**Required task:** Count how many lines in the items below contain the string "pink", treating case as significant. Reply with the number only.
* START *
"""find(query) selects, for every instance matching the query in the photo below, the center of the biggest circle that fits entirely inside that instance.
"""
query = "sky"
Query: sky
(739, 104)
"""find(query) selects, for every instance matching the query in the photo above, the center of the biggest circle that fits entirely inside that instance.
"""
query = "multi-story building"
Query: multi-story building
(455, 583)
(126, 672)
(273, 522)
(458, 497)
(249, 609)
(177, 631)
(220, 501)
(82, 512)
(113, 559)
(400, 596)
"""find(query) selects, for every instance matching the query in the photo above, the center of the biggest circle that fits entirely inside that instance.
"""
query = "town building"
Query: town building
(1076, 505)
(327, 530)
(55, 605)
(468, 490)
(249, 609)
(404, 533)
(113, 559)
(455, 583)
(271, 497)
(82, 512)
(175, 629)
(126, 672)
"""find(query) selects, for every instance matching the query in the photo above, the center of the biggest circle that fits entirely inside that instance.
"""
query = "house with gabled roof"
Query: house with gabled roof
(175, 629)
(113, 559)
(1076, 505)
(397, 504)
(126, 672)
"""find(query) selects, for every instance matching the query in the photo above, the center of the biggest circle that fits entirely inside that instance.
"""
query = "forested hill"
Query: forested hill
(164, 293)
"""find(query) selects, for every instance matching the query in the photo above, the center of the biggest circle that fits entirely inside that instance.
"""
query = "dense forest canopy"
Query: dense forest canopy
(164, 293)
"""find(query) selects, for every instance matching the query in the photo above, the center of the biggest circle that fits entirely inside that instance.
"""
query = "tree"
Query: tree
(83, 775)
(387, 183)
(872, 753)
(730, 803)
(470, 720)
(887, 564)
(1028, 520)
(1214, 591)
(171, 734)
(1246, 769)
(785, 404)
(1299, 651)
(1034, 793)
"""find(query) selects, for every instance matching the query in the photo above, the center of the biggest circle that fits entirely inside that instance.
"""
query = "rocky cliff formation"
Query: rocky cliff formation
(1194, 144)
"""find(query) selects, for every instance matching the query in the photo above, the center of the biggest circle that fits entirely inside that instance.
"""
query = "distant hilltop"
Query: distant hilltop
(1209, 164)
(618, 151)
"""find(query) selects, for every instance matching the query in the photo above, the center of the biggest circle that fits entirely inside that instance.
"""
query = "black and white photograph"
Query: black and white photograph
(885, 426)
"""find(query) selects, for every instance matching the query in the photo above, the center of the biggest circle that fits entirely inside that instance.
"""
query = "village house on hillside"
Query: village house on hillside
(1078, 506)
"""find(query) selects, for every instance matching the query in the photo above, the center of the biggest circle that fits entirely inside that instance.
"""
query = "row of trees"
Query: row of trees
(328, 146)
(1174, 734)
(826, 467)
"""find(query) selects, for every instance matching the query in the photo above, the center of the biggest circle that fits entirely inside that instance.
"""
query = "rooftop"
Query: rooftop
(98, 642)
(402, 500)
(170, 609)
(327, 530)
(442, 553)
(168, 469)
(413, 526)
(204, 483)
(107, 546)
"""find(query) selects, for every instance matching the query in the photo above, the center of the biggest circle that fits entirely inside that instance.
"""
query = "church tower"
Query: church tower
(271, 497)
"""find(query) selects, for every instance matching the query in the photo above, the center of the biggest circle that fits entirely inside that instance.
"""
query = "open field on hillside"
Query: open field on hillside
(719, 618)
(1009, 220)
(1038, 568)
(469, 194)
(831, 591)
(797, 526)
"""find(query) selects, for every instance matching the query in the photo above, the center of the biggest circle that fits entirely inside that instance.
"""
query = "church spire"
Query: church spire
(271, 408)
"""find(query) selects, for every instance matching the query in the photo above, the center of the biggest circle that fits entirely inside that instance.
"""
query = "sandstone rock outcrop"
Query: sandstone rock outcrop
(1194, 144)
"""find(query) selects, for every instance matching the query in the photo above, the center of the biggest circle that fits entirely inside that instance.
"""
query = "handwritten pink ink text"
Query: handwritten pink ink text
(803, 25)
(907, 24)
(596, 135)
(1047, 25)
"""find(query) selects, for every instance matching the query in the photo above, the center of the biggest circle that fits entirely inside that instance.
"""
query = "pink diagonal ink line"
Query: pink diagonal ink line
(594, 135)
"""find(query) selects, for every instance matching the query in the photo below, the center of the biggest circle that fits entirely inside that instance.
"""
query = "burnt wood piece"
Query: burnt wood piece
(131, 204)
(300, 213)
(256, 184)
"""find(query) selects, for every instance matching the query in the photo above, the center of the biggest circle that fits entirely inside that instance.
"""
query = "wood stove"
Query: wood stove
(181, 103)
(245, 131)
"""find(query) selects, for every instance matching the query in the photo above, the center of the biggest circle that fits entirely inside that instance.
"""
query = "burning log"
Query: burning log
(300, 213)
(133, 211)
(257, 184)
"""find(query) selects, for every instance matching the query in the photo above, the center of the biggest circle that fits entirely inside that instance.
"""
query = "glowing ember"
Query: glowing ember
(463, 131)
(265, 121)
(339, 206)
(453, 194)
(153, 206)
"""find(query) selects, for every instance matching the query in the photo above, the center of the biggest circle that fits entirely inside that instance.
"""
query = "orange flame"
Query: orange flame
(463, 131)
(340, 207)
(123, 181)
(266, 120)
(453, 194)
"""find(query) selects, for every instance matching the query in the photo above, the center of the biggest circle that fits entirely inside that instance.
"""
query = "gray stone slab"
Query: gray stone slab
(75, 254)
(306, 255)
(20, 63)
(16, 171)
* END *
**Answer to this task:** 4